→ Instructions for the task
How do the lines below between the ones holding "Indicate a point per instance of the stainless steel microwave" and "Indicate a point per instance of the doorway", inclusive, read? Give them again exactly, with no other lines.

→ Material shown

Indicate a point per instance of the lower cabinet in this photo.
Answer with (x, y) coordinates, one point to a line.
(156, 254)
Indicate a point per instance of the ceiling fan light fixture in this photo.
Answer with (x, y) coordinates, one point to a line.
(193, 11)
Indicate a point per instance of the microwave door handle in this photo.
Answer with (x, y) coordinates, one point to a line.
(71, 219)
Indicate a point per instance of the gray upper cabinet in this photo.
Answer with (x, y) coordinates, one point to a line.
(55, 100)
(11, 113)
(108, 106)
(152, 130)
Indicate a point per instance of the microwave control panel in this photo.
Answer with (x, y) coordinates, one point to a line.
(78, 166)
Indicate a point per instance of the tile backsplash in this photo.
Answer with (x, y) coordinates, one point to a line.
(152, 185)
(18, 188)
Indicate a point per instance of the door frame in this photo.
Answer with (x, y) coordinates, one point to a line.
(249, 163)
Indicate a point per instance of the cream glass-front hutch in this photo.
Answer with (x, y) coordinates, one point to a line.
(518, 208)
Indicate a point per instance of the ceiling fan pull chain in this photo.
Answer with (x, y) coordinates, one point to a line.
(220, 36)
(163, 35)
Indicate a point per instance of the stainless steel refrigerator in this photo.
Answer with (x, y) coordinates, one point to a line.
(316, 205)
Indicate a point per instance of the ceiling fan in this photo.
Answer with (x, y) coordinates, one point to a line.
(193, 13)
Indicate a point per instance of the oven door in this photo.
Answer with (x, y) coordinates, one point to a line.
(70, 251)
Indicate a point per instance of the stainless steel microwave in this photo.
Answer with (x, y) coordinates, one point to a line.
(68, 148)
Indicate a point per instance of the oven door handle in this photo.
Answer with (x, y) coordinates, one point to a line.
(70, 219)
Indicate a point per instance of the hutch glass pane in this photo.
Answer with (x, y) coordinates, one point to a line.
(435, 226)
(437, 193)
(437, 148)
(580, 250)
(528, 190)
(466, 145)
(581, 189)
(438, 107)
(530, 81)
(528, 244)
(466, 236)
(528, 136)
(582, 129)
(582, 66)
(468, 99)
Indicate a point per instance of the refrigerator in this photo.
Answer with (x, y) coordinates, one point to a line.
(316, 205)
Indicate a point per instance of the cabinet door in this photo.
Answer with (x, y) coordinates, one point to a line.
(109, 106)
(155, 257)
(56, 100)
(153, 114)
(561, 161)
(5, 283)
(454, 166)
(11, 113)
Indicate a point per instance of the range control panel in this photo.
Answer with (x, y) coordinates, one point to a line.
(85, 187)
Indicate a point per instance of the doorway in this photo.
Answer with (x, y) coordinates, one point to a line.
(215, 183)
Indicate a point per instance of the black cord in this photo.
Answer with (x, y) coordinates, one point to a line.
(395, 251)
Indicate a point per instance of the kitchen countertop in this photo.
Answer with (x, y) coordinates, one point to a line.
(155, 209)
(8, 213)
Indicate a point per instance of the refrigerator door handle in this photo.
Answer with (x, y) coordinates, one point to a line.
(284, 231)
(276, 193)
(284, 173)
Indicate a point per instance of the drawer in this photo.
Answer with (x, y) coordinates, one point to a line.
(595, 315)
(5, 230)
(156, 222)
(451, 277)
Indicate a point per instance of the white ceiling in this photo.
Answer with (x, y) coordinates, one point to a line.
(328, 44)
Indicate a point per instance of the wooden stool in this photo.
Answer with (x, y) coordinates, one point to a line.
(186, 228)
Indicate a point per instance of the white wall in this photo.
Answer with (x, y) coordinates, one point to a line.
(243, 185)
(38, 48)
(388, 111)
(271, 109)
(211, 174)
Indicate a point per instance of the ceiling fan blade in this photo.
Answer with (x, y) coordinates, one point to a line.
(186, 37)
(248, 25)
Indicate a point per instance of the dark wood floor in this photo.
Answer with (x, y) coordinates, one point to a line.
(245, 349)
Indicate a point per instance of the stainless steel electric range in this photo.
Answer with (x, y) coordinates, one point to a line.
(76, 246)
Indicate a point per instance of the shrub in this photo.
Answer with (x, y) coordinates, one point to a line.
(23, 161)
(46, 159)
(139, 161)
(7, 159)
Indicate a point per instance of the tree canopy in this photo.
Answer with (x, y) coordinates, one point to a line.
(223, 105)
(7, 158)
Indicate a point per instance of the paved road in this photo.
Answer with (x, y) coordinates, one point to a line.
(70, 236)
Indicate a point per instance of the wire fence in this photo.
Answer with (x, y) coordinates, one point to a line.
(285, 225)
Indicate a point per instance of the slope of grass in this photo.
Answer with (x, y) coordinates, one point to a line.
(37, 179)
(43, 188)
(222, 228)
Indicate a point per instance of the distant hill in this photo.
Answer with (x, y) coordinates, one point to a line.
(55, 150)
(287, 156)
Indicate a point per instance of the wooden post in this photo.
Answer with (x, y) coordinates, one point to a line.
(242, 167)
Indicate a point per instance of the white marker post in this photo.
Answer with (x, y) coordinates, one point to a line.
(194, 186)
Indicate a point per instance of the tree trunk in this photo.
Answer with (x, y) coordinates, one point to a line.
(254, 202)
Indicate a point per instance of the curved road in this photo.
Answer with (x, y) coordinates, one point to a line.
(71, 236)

→ Problem solution
Indicate a point per instance of the stainless steel microwave in this photo.
Answer with (x, y) coordinates, one point to a line.
(68, 148)
Indicate a point per instance of the oven door handle in this photo.
Answer with (x, y) coordinates, one point to a line.
(70, 219)
Indicate a point per instance of the hutch glass pane in this photo.
Answer with (x, y) coordinates, one point to a line.
(435, 226)
(437, 193)
(437, 148)
(580, 250)
(528, 190)
(466, 145)
(581, 189)
(438, 107)
(530, 81)
(528, 244)
(466, 236)
(528, 136)
(582, 129)
(582, 66)
(468, 99)
Indicate a point per instance of the refrigerator in this photo.
Answer with (x, y) coordinates, one point to a line.
(316, 205)
Indicate a point per instance of the cabinet door in this photo.
Answer with (x, y) coordinates, one point to a line.
(109, 106)
(155, 257)
(56, 100)
(153, 114)
(561, 161)
(5, 283)
(454, 166)
(11, 113)
Indicate a point per instance of the range control panel in this photo.
Answer with (x, y) coordinates, one point to a line.
(85, 187)
Indicate a point per instance of the doorway in this photo.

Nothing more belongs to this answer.